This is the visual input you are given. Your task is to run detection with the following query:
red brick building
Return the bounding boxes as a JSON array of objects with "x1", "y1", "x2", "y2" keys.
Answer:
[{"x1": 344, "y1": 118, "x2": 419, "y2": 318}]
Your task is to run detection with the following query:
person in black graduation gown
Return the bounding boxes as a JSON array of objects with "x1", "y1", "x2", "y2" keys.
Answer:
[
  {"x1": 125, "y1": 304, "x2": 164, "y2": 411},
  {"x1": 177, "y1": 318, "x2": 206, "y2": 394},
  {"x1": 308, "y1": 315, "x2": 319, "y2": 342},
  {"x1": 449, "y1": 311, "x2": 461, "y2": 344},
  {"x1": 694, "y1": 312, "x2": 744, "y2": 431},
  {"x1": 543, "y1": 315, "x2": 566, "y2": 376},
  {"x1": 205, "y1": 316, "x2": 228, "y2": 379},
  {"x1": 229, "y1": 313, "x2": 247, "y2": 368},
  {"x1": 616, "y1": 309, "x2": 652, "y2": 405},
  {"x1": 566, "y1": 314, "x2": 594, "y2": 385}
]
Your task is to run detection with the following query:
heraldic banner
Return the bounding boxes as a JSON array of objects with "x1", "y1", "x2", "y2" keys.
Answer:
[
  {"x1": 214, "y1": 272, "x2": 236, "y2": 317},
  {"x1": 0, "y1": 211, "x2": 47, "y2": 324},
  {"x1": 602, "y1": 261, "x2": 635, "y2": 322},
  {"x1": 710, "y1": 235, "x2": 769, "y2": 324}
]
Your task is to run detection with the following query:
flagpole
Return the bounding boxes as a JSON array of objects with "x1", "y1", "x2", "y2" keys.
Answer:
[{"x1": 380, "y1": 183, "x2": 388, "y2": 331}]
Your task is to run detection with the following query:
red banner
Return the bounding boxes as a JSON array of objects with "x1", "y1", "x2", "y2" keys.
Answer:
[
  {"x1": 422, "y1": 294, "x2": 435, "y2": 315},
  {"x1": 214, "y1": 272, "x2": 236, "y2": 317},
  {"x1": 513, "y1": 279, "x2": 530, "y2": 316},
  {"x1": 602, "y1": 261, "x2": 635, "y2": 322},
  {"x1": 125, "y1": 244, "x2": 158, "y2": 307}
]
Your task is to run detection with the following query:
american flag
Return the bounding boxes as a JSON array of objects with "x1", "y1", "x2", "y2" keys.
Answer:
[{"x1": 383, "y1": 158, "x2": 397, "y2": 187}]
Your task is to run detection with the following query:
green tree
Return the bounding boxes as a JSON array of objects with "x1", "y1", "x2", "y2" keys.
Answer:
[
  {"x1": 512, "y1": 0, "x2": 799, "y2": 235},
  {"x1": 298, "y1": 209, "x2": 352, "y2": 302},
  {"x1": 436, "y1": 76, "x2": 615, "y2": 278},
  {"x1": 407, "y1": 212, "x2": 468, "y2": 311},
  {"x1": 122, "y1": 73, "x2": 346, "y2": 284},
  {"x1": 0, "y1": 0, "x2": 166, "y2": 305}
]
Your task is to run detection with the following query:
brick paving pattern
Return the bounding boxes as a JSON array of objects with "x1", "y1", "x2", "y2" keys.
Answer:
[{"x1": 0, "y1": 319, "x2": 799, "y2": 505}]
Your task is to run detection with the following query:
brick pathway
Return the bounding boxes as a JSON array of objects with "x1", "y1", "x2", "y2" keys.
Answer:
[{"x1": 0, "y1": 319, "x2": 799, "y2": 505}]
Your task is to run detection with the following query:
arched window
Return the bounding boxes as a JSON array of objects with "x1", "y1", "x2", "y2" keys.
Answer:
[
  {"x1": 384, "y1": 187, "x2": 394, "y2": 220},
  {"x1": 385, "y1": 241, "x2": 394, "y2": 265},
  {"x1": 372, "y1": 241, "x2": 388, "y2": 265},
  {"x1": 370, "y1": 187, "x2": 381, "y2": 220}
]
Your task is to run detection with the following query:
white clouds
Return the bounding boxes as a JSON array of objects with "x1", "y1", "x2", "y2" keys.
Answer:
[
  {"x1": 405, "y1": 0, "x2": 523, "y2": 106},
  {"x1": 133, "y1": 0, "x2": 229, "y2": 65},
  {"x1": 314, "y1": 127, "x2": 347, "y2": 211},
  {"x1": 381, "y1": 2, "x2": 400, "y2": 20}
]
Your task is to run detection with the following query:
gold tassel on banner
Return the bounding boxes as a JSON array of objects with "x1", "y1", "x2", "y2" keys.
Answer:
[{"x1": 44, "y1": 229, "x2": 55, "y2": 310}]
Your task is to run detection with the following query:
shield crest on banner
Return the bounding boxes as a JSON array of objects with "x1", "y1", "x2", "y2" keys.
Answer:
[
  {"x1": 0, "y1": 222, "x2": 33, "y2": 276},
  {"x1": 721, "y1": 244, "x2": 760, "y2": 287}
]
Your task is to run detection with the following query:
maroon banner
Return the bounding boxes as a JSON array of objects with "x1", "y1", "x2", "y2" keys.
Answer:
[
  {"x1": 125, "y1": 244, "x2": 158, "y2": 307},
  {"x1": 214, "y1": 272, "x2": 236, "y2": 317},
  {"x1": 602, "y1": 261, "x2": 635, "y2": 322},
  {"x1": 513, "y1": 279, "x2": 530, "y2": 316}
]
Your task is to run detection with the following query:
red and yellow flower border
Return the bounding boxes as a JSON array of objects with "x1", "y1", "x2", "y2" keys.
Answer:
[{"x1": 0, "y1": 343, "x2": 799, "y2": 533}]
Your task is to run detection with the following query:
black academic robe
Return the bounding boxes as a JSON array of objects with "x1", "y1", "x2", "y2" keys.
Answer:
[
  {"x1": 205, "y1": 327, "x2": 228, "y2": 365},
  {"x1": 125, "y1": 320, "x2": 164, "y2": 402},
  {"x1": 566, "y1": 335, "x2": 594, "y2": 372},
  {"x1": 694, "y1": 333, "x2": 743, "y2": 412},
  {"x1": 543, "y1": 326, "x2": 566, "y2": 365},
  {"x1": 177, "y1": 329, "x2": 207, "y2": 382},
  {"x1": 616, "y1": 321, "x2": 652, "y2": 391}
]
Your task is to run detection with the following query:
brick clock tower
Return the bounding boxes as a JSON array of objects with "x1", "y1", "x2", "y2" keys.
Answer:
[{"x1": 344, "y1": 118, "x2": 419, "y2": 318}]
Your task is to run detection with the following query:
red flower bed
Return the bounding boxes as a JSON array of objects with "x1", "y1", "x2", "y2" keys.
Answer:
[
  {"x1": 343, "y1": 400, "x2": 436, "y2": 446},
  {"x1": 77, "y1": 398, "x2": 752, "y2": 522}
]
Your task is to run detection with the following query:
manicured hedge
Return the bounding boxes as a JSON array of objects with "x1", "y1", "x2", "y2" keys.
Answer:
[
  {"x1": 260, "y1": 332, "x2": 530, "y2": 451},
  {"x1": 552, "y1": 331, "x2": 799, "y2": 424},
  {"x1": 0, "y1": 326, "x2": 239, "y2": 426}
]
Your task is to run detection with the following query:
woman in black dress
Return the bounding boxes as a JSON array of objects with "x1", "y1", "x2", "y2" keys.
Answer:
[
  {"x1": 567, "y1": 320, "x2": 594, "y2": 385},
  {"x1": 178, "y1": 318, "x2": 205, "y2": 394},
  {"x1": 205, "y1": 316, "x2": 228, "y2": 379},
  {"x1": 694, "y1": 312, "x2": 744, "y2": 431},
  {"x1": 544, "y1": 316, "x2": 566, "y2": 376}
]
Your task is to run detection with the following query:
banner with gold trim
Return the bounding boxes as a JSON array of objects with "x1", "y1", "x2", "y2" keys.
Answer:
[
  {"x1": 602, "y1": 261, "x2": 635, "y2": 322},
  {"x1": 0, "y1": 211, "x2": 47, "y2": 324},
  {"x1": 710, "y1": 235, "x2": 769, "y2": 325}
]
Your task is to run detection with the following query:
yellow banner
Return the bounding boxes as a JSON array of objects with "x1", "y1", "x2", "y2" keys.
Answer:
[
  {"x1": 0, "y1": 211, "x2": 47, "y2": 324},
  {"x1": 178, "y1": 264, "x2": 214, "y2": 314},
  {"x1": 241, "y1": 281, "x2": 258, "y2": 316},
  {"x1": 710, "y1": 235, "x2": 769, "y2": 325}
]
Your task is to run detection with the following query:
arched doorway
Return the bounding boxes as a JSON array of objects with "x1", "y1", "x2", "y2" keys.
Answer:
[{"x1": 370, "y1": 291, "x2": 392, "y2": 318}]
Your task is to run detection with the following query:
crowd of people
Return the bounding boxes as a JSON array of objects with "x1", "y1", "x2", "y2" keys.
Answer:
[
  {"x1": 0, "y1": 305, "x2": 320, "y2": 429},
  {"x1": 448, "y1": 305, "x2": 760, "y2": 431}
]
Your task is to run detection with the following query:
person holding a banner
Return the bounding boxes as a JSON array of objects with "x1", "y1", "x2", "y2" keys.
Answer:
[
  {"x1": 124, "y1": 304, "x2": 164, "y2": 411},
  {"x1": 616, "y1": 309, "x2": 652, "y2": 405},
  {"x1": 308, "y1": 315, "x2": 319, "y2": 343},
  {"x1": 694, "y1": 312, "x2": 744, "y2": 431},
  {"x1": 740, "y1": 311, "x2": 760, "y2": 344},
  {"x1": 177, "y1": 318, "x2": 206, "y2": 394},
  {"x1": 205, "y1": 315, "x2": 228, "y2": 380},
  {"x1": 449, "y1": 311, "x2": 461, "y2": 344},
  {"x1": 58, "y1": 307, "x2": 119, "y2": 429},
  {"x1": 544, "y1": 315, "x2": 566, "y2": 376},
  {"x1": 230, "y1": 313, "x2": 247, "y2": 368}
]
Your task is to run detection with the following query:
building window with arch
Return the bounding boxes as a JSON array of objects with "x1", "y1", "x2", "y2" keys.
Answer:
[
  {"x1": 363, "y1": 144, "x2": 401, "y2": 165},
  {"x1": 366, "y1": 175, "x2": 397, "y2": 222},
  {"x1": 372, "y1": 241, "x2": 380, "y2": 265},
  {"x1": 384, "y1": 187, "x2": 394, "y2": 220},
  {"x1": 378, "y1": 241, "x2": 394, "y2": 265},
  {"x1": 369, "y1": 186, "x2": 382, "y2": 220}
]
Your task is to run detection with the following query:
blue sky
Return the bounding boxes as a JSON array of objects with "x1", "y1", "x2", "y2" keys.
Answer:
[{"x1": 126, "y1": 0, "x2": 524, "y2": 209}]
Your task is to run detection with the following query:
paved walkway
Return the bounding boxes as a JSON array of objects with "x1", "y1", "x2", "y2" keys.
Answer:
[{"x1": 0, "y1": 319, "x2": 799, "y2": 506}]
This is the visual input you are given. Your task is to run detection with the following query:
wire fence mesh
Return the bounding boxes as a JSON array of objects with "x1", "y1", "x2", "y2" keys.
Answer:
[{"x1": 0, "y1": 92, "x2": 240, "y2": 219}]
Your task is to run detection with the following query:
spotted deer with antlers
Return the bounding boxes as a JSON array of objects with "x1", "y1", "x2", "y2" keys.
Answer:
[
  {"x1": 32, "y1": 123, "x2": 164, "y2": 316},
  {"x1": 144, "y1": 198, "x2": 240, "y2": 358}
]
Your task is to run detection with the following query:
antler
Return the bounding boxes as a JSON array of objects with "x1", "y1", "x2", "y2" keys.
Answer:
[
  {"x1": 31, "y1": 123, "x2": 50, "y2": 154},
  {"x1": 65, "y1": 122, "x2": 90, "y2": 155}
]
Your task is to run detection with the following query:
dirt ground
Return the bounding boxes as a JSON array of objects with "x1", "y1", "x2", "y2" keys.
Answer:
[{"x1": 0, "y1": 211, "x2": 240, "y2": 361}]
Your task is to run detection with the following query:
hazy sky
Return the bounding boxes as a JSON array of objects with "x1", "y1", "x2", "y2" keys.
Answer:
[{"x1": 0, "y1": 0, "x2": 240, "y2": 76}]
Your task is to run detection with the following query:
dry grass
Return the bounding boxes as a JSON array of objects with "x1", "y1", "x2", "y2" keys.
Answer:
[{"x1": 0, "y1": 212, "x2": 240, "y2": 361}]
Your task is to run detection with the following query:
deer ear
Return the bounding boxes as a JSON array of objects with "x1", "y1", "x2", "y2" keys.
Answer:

══════

- Instructions to follow -
Return each line of the items above that contains the string "person". Matching is case-sensitive.

- Answer below -
person in black graduation gown
person holding a banner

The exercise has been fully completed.